Dataset items
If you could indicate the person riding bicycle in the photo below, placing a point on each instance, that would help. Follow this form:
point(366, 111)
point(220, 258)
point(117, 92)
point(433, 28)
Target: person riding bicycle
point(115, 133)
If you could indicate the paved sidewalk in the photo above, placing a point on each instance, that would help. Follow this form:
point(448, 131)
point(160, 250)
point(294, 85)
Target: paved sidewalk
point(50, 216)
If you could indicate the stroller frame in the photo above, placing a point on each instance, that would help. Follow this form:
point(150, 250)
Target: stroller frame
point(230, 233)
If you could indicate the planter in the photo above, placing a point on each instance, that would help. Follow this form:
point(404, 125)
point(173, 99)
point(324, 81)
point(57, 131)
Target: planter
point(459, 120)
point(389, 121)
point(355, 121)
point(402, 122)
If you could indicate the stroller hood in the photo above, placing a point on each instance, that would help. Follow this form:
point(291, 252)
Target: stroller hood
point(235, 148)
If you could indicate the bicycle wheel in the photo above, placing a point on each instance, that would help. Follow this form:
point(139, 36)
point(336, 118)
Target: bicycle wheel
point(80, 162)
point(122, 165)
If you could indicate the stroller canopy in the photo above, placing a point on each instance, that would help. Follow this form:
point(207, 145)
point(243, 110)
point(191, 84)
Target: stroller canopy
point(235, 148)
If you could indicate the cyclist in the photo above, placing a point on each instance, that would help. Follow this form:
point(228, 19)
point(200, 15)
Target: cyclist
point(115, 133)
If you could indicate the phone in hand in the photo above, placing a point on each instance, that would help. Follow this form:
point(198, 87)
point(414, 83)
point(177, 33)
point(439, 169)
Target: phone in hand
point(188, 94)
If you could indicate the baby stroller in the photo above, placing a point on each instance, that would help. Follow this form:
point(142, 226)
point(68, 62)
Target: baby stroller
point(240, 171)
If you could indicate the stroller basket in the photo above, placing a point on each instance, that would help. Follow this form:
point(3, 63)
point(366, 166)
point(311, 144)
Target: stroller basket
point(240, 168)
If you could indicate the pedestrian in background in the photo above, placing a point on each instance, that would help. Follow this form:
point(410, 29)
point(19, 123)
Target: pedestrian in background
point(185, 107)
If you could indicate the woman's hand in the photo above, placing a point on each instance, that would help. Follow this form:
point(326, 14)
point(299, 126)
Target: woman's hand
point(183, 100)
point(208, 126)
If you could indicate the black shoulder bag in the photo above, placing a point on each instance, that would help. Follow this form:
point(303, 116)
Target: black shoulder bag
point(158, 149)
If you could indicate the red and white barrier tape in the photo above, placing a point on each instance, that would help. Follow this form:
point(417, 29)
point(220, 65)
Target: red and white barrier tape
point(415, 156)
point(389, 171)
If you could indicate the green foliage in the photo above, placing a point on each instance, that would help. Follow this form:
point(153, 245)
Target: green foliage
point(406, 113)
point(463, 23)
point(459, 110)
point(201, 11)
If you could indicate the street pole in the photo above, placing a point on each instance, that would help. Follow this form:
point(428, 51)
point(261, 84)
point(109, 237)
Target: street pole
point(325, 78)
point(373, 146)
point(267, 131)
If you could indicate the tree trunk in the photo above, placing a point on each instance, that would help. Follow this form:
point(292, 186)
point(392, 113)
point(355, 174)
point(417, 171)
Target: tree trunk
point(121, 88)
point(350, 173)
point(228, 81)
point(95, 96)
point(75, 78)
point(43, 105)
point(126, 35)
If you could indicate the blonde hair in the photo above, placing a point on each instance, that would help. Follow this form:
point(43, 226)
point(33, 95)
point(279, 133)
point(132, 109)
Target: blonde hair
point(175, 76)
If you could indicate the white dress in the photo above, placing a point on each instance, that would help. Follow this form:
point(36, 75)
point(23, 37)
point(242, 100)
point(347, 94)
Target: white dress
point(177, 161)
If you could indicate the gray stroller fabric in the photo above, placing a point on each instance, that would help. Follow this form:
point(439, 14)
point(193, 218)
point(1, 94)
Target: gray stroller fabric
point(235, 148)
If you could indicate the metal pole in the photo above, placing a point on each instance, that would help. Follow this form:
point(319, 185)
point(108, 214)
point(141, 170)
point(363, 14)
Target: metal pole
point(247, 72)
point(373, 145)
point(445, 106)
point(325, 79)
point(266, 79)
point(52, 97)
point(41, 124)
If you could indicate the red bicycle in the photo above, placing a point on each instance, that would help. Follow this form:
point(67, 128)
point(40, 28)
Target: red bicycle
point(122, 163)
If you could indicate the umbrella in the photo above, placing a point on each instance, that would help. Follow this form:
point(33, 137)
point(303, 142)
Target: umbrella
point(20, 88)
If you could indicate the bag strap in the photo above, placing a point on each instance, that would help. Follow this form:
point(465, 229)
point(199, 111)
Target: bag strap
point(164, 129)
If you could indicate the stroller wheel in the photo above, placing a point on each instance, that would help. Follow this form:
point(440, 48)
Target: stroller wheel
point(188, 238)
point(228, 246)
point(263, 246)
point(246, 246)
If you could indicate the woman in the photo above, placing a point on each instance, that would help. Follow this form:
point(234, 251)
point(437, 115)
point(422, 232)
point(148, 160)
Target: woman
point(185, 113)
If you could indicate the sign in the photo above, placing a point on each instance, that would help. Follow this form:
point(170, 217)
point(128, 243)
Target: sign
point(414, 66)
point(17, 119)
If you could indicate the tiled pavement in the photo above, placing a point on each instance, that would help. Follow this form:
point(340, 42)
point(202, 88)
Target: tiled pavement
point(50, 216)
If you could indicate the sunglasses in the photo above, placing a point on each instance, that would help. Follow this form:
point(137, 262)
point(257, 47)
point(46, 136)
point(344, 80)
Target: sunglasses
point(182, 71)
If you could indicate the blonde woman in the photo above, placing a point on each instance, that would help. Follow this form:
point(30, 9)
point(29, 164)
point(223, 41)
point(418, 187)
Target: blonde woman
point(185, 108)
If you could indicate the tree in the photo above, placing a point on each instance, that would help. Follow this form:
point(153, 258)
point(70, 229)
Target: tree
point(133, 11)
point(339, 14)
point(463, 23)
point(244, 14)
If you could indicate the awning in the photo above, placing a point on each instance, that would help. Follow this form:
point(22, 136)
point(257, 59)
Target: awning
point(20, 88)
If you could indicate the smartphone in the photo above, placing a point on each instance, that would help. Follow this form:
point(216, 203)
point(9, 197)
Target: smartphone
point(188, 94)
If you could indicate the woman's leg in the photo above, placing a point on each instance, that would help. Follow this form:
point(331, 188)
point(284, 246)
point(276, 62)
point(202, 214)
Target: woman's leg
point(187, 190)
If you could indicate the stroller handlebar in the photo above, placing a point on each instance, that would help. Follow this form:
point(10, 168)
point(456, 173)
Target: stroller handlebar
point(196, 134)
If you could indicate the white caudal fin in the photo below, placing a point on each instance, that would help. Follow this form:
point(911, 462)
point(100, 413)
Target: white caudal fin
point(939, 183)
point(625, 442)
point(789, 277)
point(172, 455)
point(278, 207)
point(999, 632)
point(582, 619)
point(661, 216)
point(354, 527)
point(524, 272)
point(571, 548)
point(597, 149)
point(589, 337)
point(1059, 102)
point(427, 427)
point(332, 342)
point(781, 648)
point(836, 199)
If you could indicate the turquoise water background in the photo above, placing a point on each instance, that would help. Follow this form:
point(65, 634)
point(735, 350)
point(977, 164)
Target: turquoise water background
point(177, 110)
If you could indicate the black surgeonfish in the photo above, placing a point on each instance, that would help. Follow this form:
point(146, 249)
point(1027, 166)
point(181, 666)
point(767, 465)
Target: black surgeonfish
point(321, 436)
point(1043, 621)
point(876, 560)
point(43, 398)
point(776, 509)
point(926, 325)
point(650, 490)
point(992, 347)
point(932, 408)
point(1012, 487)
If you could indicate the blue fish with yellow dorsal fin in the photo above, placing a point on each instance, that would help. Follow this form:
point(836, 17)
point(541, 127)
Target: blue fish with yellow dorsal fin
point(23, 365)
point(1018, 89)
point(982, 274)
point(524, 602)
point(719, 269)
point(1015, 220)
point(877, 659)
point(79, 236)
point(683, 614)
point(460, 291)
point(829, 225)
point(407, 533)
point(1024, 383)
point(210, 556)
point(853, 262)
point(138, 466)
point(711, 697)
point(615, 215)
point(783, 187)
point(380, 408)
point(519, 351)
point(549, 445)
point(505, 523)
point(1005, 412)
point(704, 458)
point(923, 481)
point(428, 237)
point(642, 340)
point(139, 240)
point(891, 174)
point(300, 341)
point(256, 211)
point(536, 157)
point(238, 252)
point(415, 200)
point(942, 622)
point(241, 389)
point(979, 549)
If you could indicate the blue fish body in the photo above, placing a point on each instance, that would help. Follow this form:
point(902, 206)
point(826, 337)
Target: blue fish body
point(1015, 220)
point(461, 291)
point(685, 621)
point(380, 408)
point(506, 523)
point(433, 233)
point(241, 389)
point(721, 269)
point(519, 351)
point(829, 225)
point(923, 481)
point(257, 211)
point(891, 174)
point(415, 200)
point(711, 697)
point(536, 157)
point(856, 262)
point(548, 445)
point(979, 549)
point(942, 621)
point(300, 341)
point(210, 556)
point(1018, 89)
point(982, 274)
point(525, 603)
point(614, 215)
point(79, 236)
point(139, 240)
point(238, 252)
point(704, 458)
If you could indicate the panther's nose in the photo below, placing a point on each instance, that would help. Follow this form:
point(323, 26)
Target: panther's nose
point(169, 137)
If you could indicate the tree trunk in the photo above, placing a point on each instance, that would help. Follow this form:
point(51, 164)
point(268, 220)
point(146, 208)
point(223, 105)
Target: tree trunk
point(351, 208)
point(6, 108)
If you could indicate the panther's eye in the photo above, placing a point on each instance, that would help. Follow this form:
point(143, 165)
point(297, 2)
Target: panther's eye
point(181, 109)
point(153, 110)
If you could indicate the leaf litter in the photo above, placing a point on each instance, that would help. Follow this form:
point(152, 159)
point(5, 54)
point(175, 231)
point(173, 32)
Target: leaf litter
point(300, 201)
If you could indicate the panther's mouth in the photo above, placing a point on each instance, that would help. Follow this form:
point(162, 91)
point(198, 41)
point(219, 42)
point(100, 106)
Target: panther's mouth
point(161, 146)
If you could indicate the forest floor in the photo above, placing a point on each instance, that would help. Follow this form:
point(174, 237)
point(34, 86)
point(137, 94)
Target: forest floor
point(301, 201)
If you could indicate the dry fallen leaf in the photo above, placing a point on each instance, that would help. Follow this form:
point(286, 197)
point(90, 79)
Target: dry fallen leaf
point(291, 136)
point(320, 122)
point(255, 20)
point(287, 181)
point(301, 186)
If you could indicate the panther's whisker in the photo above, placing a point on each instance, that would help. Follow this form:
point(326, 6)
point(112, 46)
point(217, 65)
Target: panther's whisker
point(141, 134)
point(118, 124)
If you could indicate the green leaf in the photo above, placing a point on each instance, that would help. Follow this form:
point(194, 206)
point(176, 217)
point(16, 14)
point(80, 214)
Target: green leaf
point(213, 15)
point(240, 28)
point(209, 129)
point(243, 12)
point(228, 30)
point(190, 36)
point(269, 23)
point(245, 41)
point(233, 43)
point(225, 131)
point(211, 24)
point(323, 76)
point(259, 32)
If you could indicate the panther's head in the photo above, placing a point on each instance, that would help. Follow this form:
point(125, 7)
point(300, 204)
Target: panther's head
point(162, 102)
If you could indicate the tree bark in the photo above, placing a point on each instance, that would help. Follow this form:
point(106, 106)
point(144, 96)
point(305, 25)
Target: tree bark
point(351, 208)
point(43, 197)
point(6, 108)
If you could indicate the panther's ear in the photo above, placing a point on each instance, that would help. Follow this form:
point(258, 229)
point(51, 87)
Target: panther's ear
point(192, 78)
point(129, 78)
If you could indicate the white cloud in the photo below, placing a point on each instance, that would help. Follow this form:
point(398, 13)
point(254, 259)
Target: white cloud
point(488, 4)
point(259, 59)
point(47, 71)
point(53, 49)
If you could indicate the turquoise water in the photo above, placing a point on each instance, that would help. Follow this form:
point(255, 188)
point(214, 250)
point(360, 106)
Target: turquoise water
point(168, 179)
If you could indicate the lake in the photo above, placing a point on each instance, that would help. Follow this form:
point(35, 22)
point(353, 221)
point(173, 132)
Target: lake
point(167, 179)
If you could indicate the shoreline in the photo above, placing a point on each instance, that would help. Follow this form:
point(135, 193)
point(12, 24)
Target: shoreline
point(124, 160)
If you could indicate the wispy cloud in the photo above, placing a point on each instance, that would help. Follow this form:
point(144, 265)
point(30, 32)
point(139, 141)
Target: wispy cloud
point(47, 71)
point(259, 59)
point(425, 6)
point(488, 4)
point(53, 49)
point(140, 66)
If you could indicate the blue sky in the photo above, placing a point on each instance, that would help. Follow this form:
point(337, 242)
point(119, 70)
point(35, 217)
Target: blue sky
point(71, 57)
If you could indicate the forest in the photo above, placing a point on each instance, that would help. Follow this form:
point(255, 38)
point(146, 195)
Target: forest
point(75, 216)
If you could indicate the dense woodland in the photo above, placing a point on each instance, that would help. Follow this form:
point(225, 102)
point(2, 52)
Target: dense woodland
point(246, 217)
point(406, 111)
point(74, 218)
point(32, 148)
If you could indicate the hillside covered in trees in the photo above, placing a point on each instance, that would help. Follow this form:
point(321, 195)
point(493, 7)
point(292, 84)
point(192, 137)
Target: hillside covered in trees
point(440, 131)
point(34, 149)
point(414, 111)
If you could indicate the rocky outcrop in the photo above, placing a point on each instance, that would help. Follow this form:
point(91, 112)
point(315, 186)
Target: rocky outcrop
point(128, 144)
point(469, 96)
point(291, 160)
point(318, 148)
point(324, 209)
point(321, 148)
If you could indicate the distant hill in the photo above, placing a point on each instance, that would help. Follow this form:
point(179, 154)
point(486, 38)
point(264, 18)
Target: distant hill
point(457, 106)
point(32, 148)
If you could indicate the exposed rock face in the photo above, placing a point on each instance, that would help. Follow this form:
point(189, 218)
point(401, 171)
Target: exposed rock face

What needs to be done
Retype exactly the lines of the data above, starting at its first line and finishing with the line that has "point(448, 131)" in it.

Answer
If you could indicate the person riding bicycle in the photo below, placing a point on each instance, that would help. Follow this form:
point(366, 111)
point(220, 258)
point(117, 92)
point(433, 28)
Target: person riding bicycle
point(115, 133)
If you could indicate the paved sidewalk in the photo above, placing a point on each instance, that would help. Follow this form:
point(448, 131)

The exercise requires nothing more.